▶ Tâche à réaliser: Recopiez sans rien y changer les lignes de chacun des enregistrements ci-dessous.
╔══
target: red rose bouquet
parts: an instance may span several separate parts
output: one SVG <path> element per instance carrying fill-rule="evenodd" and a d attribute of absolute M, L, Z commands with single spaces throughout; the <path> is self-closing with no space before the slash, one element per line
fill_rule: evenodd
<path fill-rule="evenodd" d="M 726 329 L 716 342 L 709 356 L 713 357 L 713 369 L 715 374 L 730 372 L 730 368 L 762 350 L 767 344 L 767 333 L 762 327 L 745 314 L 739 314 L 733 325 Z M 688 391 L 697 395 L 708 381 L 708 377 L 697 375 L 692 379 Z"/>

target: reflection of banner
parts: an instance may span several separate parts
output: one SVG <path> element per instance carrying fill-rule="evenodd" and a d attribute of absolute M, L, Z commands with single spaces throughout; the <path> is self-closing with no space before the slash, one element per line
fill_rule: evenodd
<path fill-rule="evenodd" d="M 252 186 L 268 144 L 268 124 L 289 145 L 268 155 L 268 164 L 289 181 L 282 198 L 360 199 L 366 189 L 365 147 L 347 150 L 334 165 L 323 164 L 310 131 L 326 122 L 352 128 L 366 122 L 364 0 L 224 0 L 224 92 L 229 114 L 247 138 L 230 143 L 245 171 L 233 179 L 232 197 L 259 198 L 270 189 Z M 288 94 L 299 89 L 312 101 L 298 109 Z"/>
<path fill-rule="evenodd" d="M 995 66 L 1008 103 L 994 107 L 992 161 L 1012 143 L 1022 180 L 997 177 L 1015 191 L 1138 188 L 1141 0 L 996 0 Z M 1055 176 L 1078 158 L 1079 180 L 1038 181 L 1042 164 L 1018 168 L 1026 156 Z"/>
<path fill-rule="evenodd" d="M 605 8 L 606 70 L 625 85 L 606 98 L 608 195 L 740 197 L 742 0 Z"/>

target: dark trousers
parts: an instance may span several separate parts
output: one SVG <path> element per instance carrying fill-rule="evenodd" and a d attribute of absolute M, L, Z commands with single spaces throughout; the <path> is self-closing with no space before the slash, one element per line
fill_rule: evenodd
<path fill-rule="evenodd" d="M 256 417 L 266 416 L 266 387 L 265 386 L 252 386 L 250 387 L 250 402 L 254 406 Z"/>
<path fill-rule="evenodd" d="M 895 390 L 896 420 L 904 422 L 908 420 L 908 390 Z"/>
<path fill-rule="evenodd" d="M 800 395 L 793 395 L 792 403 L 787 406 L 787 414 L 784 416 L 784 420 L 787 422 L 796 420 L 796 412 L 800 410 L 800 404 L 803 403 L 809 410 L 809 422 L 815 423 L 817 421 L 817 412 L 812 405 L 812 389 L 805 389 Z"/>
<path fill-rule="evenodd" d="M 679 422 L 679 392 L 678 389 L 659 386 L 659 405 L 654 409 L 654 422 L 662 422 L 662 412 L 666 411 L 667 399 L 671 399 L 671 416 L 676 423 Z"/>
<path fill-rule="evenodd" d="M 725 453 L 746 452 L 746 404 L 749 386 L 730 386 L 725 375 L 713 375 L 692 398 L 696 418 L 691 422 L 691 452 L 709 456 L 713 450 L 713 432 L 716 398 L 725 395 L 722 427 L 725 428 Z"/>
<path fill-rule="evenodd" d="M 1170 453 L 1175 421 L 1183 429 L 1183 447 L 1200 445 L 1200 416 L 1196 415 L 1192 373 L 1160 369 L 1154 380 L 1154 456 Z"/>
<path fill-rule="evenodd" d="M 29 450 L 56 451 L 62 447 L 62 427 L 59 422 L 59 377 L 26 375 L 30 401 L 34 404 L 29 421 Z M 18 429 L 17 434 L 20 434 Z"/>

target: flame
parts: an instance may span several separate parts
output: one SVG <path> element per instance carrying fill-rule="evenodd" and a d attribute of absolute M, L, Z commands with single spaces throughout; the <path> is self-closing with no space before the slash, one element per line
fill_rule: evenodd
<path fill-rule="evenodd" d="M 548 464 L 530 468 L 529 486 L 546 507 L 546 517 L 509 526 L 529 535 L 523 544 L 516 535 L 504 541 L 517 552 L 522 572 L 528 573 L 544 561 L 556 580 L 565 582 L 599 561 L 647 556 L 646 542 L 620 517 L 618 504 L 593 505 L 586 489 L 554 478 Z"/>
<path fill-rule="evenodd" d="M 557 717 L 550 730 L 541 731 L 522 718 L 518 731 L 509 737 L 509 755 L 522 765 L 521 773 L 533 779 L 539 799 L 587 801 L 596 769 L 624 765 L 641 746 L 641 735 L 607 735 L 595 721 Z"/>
╚══
▶ Réponse attendue:
target: red rose bouquet
parts: an instance may span several separate parts
output: one SVG <path> element per instance carrying fill-rule="evenodd" and a d attribute of absolute M, L, Z commands with single spaces throughout; the <path> is self-closing with no space before the slash, one element per line
fill_rule: evenodd
<path fill-rule="evenodd" d="M 726 329 L 716 342 L 709 356 L 713 357 L 713 369 L 715 374 L 730 372 L 730 368 L 762 350 L 767 344 L 767 333 L 762 327 L 745 314 L 739 314 L 733 325 Z M 688 391 L 697 395 L 708 381 L 708 377 L 697 375 L 692 379 Z"/>

target: reflection of banner
parts: an instance may span several separate parts
output: one SVG <path> element per instance carrying fill-rule="evenodd" and a d attribute of absolute M, L, Z commands with single spaces throughout; the <path> is self-closing with no space before the slash, one element per line
fill_rule: evenodd
<path fill-rule="evenodd" d="M 252 186 L 268 144 L 268 124 L 289 145 L 268 155 L 268 164 L 289 181 L 282 198 L 360 199 L 366 189 L 365 147 L 347 150 L 334 165 L 323 164 L 310 131 L 326 122 L 352 128 L 366 122 L 364 0 L 224 0 L 224 92 L 229 114 L 247 138 L 230 143 L 245 171 L 233 179 L 232 197 L 259 198 L 270 189 Z M 288 94 L 299 89 L 312 101 L 298 109 Z"/>
<path fill-rule="evenodd" d="M 995 66 L 1008 103 L 994 107 L 992 161 L 1012 143 L 1022 180 L 997 177 L 1015 191 L 1138 188 L 1141 0 L 996 0 Z M 1055 176 L 1078 158 L 1079 180 L 1038 181 L 1042 164 L 1018 168 L 1026 156 Z"/>
<path fill-rule="evenodd" d="M 605 8 L 606 70 L 625 85 L 606 98 L 608 195 L 740 197 L 742 0 Z"/>

target: dark trousers
parts: an instance may span several separate parts
output: one SVG <path> element per instance carrying fill-rule="evenodd" and a d attribute of absolute M, L, Z commands with single spaces throughout; the <path> is self-closing with no space before the slash, one element per line
fill_rule: evenodd
<path fill-rule="evenodd" d="M 256 417 L 266 416 L 266 387 L 265 386 L 252 386 L 250 387 L 250 402 L 254 406 Z"/>
<path fill-rule="evenodd" d="M 895 390 L 896 420 L 904 422 L 908 420 L 908 390 Z"/>
<path fill-rule="evenodd" d="M 800 395 L 793 395 L 792 403 L 787 406 L 787 414 L 784 416 L 784 420 L 787 422 L 796 420 L 796 412 L 800 410 L 800 404 L 803 403 L 809 410 L 809 422 L 815 423 L 817 421 L 817 412 L 812 405 L 812 389 L 805 389 Z"/>
<path fill-rule="evenodd" d="M 679 422 L 679 392 L 678 389 L 659 386 L 659 405 L 654 409 L 654 422 L 662 422 L 662 412 L 666 411 L 667 399 L 671 399 L 671 416 L 676 423 Z"/>
<path fill-rule="evenodd" d="M 725 453 L 746 452 L 746 404 L 749 386 L 730 386 L 725 375 L 713 375 L 692 398 L 696 418 L 691 422 L 691 452 L 709 456 L 713 450 L 713 432 L 716 398 L 725 395 L 722 427 L 725 428 Z"/>
<path fill-rule="evenodd" d="M 1170 453 L 1175 421 L 1183 429 L 1183 447 L 1200 445 L 1200 416 L 1196 415 L 1192 373 L 1160 369 L 1154 380 L 1154 456 Z"/>
<path fill-rule="evenodd" d="M 29 450 L 56 451 L 62 447 L 62 427 L 59 422 L 59 377 L 26 375 L 30 401 L 34 404 L 29 421 Z M 18 429 L 17 434 L 20 434 Z"/>

target: flame
parts: an instance may span several separate parts
output: one SVG <path> element per instance carrying fill-rule="evenodd" and a d attribute of absolute M, L, Z commands with single spaces throughout; the <path> is self-closing with no space before the slash, one element per line
fill_rule: evenodd
<path fill-rule="evenodd" d="M 548 464 L 530 468 L 529 486 L 546 507 L 546 517 L 509 526 L 529 535 L 523 544 L 516 535 L 504 541 L 517 552 L 522 572 L 528 573 L 544 561 L 556 580 L 565 582 L 599 561 L 647 556 L 646 542 L 620 517 L 618 504 L 593 505 L 586 489 L 554 478 Z"/>
<path fill-rule="evenodd" d="M 557 717 L 550 730 L 541 731 L 522 718 L 518 731 L 509 737 L 509 755 L 522 765 L 521 773 L 533 779 L 539 799 L 587 801 L 596 769 L 624 765 L 641 746 L 641 735 L 607 735 L 595 721 Z"/>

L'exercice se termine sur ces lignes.